- [Text block]:
Personally I view Tor as enabling the fundamental vision of the Internet, what 
is sometimes called the end to end principle, but now, with added anonymity.

The end to end principle argues that end nodes can directly connect without 
requiring the help of an intermediary. Unfortunately, this principle is a dead 
letter on the Internet today and nobody ever seems to notice. 

Just look at the arguments about net neutrality. They are all about the right 
to listen, not the right to be heard. That is, the right to connect to any 
service one wants on equal terms but not the right to run one's own service and 
be heard on one's own terms. As such we only allow people to be heard if they 
are mediated by someone else. 

For example, my mobile phone has more than enough CPU and battery to run basic 
services on my behalf but when I'm on a cell connection or at work or in a café 
I can't be heard. I'm forced to be behind a NAT, firewall or both and so cut 
off. Sure, I can listen to whomever I want, but I can't be heard.

Tor, along with anonymity, has the ability to start the long and hard process 
of redressing this imbalance. To not just provide the right to listen 
anonymously (i.e. via an onion connection) but also the right to be heard 
anonymously (i.e. via a hidden service).

Tor has argued that we have the right to listen without being forced to expose 
our identity. Don't we also have the right to be heard without being forced to 
expose our identity? 

It would be awful if just as people's personal devices are powerful to give 
them a voice, Tor takes away the infrastructure needed to make that voice 
audible.

- [Given instruction 1]:
Could you retype the Tor passage from "Tor, along with" up to and including "expose our identity?"?
- [Given instruction 2]:
How would you carry on the Tor passage from the point where it stops?

- [Information supplied]:
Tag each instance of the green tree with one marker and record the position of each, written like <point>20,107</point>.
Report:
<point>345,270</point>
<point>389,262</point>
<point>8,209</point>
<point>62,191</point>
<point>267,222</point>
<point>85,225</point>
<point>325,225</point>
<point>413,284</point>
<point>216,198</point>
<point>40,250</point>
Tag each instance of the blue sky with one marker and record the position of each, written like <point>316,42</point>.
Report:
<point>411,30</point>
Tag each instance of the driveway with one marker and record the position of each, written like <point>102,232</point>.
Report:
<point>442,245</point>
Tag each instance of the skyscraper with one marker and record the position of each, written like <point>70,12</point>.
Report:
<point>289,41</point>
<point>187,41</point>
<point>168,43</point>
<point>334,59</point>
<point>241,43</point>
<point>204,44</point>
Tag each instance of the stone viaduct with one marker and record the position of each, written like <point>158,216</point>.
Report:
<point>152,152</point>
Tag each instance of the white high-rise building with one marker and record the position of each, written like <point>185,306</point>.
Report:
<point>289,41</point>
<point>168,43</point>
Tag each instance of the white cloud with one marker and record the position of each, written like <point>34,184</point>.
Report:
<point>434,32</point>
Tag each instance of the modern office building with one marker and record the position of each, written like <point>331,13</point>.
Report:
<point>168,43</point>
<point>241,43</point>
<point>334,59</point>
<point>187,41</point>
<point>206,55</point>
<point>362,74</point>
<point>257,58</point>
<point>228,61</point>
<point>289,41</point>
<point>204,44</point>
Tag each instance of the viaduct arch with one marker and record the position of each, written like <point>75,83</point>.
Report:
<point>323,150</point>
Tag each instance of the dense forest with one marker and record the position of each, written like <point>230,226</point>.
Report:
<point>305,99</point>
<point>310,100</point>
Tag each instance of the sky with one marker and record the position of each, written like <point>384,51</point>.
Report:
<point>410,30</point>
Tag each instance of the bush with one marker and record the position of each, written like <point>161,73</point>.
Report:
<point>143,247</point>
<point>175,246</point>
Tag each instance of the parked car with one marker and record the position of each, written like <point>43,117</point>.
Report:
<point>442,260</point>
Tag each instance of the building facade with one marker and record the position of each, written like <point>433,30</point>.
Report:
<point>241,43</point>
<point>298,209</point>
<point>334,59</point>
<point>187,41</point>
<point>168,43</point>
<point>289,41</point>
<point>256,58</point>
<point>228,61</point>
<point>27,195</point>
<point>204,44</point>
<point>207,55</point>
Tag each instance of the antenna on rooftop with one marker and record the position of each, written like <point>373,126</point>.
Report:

- [Task result 1]:
Tor, along with anonymity, has the ability to start the long and hard process 
of redressing this imbalance. To not just provide the right to listen 
anonymously (i.e. via an onion connection) but also the right to be heard 
anonymously (i.e. via a hidden service).

Tor has argued that we have the right to listen without being forced to expose 
our identity. Don't we also have the right to be heard without being forced to 
expose our identity?

- [Task result 2]:
-----Original Message-----
From: tor-talk [mailto:tor-talk-boun...@lists.torproject.org] On Behalf Of eliaz
Sent: Thursday, February 25, 2016 11:02 AM
To: tor-talk@lists.torproject.org
Subject: Re: [tor-talk] Fwd: Cryptopolitik and the Darknet

grarpamp:
> ---------- Forwarded message ----------
> From: Steve Kinney <ad...@pilobilus.net>
> Date: Mon, 15 Feb 2016 08:59:32 -0500
> Subject: Cryptopolitik and the Darknet
> To: cypherpu...@cpunks.org
> 
> Cryptopolitik and the Darknet

As an erstwhile bridge operator & also one who's put a lot of thought into the 
possibilities of abuse of the network, and also never quite believing that 
"there are more good than bad people," I found the article extremely useful.  
Two passages from the summary:

"Proponents of hidden services argue that the cryptographic protocols that 
power the internet today were at the fringe of software development and 
considered a threat as late as 1995. Hidden services, they argue, are what 
https was 20 years prior: the future of security, not a threat to security.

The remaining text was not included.